→ **Records for the task**:
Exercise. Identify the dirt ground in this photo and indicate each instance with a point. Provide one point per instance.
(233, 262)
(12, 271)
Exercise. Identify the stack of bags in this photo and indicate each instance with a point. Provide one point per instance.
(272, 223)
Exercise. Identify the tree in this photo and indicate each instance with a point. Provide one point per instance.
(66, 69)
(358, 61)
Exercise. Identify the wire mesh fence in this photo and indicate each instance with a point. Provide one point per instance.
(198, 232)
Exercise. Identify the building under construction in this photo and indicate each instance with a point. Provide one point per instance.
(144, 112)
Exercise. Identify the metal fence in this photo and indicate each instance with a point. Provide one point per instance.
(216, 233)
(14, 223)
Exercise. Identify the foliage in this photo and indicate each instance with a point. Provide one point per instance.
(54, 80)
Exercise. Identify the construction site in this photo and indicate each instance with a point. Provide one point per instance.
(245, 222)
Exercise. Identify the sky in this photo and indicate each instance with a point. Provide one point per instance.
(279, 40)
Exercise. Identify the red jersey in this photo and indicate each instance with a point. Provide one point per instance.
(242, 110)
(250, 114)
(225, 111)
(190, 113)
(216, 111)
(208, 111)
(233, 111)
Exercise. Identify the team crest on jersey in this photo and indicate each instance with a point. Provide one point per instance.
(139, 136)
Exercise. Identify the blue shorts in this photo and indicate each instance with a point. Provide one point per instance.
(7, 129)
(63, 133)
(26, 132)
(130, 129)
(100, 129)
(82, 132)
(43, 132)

→ **Work required**: Please start at the line containing "Exercise. Identify the foliage" and continue through the end of the material, swapping every "Identify" for "Locate" and leaving everything else unchanged. Return only those lines.

→ **Final result**:
Exercise. Locate the foliage in this photo and indicate each instance with a point. Provide one point per instance.
(54, 80)
Exercise. Locate the construction site in this photo and indicate each instance with a point. Provide one point per instance.
(245, 222)
Exercise. Locate the sky in this photo and indicate each instance with a point. Provide one point per instance.
(279, 40)
Exercise. Locate the red jersey in this photo and indicate each instance with a point. Provide one point per instance.
(242, 110)
(250, 114)
(225, 111)
(190, 113)
(216, 111)
(208, 111)
(233, 111)
Exercise. Locate the team crest on jersey in this photo and indicate each instance with a point. Provide one point per instance.
(139, 136)
Exercise. Locate the blue shorts in this photo and indicate each instance with a point. Provide one point per instance.
(7, 129)
(63, 133)
(26, 132)
(130, 129)
(100, 129)
(82, 132)
(43, 132)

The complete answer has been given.